WHAT THE TASK ASKS: Return the data below in full. Keep each character unchanged.

Segment Start: SUPPLIED RECORDS

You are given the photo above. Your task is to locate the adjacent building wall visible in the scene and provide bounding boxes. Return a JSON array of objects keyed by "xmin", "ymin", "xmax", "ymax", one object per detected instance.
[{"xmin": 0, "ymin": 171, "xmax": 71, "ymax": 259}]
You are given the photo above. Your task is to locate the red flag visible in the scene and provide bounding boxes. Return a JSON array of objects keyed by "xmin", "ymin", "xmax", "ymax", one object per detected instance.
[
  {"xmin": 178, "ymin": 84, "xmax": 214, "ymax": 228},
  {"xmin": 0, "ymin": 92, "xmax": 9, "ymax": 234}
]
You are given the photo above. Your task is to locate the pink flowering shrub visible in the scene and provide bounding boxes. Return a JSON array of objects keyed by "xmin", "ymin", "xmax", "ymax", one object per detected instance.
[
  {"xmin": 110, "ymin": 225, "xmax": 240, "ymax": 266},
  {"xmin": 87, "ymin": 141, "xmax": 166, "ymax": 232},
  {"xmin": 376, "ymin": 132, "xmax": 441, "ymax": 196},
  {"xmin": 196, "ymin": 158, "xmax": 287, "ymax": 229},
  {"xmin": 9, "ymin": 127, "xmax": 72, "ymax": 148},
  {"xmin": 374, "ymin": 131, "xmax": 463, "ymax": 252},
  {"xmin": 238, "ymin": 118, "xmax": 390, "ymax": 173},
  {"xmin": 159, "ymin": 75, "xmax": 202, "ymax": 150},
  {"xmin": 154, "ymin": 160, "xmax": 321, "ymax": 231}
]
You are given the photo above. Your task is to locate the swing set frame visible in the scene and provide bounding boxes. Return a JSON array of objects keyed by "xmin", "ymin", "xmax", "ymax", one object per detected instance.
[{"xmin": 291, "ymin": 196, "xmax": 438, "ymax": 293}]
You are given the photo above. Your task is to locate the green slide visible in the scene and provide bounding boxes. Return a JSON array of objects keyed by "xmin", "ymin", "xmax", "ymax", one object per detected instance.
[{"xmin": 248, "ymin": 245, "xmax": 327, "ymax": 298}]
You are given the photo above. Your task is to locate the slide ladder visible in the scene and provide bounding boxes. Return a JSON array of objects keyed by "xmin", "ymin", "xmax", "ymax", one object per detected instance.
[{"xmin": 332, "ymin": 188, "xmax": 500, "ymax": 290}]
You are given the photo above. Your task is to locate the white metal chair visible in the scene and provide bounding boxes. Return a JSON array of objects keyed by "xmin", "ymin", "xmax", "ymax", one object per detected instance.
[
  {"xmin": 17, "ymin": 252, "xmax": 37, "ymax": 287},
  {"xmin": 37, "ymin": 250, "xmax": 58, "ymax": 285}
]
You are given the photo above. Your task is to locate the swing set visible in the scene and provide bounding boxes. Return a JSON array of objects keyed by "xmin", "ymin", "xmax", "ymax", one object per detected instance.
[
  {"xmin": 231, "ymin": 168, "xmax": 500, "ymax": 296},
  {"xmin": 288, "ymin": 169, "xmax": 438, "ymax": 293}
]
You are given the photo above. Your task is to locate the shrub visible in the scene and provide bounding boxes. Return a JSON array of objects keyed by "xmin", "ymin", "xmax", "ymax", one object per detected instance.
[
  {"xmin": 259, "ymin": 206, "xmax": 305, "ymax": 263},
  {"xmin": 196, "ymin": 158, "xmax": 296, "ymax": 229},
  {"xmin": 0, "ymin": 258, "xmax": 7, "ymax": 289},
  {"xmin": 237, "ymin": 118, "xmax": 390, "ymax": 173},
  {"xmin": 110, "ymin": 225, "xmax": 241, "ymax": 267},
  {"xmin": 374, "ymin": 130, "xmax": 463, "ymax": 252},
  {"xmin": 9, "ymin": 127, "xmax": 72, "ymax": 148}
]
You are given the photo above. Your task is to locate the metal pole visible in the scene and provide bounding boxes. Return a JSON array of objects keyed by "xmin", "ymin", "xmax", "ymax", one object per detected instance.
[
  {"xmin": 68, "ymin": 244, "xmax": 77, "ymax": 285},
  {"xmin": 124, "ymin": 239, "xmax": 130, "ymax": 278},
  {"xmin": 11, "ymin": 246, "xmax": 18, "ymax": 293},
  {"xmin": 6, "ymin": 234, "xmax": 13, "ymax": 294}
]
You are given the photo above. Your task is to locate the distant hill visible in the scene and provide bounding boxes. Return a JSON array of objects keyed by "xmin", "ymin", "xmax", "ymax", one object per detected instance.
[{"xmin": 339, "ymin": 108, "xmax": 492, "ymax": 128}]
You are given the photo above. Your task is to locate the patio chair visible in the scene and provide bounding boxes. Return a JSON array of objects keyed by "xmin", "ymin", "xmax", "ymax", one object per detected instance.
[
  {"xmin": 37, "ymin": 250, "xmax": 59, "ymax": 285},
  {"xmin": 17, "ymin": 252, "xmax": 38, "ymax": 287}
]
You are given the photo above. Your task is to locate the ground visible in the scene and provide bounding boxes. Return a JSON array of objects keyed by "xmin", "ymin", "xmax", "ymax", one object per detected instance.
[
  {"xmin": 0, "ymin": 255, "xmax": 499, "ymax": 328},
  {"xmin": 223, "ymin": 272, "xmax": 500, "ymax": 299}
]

Segment End: SUPPLIED RECORDS

SOLUTION BELOW:
You are given the photo above. Your task is to locate the adjacent building wall visible in the scene and provide bounding boxes. Return a JSON array of objects keyed by "xmin", "ymin", "xmax", "ymax", one object per detected instance.
[{"xmin": 0, "ymin": 171, "xmax": 71, "ymax": 259}]
You are given the photo above. Your task is to locate the red flag visible in the scene and provide bounding boxes. Return a JSON array of objects keyed by "xmin", "ymin", "xmax", "ymax", one object per detected instance.
[
  {"xmin": 178, "ymin": 84, "xmax": 214, "ymax": 228},
  {"xmin": 0, "ymin": 92, "xmax": 9, "ymax": 234}
]
You are given the photo above. Your task is to locate the pink flowering shrub visible in the scene and provide bounding boxes. Return a JSON array of objects keyed by "xmin", "ymin", "xmax", "ymax", one object per detected instance.
[
  {"xmin": 110, "ymin": 225, "xmax": 240, "ymax": 266},
  {"xmin": 87, "ymin": 141, "xmax": 166, "ymax": 232},
  {"xmin": 376, "ymin": 132, "xmax": 441, "ymax": 196},
  {"xmin": 196, "ymin": 158, "xmax": 287, "ymax": 229},
  {"xmin": 9, "ymin": 127, "xmax": 72, "ymax": 148},
  {"xmin": 374, "ymin": 131, "xmax": 463, "ymax": 252},
  {"xmin": 238, "ymin": 118, "xmax": 390, "ymax": 173},
  {"xmin": 159, "ymin": 75, "xmax": 202, "ymax": 150},
  {"xmin": 154, "ymin": 160, "xmax": 321, "ymax": 231}
]
You are given the photo above. Your task is to locate the swing set frame visible in the scene and provide bounding boxes. Return a JSON array of objects keyed by "xmin", "ymin", "xmax", "ymax", one object per detected instance.
[{"xmin": 291, "ymin": 196, "xmax": 438, "ymax": 293}]
You are given the photo above. Your task is to locate the green slide visible in the scene and provide bounding boxes. Return a JSON array of objects keyed by "xmin", "ymin", "xmax", "ymax", one object per detected instance.
[{"xmin": 248, "ymin": 245, "xmax": 327, "ymax": 298}]
You are given the photo above. Your task is to locate the slide ladder visible in the scene and provide bounding boxes. Return a JSON array of objects keyed by "xmin", "ymin", "xmax", "ymax", one object per detected instance.
[{"xmin": 332, "ymin": 188, "xmax": 500, "ymax": 290}]
You are given the photo above. Your task is to locate the white metal chair visible in the scene and provide bounding boxes. Return a JSON array of objects keyed by "xmin", "ymin", "xmax", "ymax", one object per detected instance.
[
  {"xmin": 17, "ymin": 252, "xmax": 37, "ymax": 287},
  {"xmin": 37, "ymin": 250, "xmax": 58, "ymax": 285}
]
You are given the photo above. Your task is to locate the swing set visible in the scene and provide bounding boxes. Return a JSON array of objects keyed by "xmin", "ymin", "xmax", "ymax", one object per detected instance.
[
  {"xmin": 231, "ymin": 168, "xmax": 500, "ymax": 296},
  {"xmin": 288, "ymin": 169, "xmax": 438, "ymax": 293}
]
You are given the photo above. Your task is to locate the shrub visible in the scene and provide bounding boxes. Return a JSON array of objects keyed by "xmin", "ymin", "xmax", "ymax", one object per detected instance.
[
  {"xmin": 259, "ymin": 206, "xmax": 305, "ymax": 263},
  {"xmin": 196, "ymin": 158, "xmax": 296, "ymax": 229},
  {"xmin": 0, "ymin": 258, "xmax": 7, "ymax": 289},
  {"xmin": 237, "ymin": 118, "xmax": 390, "ymax": 173},
  {"xmin": 110, "ymin": 225, "xmax": 241, "ymax": 267},
  {"xmin": 374, "ymin": 130, "xmax": 463, "ymax": 252},
  {"xmin": 9, "ymin": 127, "xmax": 72, "ymax": 148}
]
You are given the photo above. Your task is to locate the metal pole visible in the scene and provide bounding boxes. Return a JSON array of objects keyed by "xmin", "ymin", "xmax", "ymax", one object per detected instance.
[
  {"xmin": 68, "ymin": 244, "xmax": 77, "ymax": 285},
  {"xmin": 124, "ymin": 239, "xmax": 130, "ymax": 278},
  {"xmin": 11, "ymin": 246, "xmax": 18, "ymax": 293},
  {"xmin": 6, "ymin": 234, "xmax": 13, "ymax": 294}
]
You are given the photo above. Your task is to locate the distant hill visible in the scene and provide bounding boxes. Return a JSON array of objects keyed by "xmin", "ymin", "xmax", "ymax", one object per detected instance.
[{"xmin": 339, "ymin": 108, "xmax": 492, "ymax": 128}]
You are given the photo above. Your task is to locate the patio chair visible in the scene and provide bounding boxes. Return a JSON array of objects keyed by "xmin", "ymin", "xmax", "ymax", one object per detected instance.
[
  {"xmin": 37, "ymin": 250, "xmax": 59, "ymax": 285},
  {"xmin": 17, "ymin": 252, "xmax": 38, "ymax": 287}
]
You are given the photo above. Your task is to locate the ground visible in the scene and provide bounding boxes. Return a JSON array of objects keyed by "xmin", "ymin", "xmax", "ymax", one object per detected instance.
[
  {"xmin": 0, "ymin": 255, "xmax": 499, "ymax": 328},
  {"xmin": 223, "ymin": 272, "xmax": 500, "ymax": 299}
]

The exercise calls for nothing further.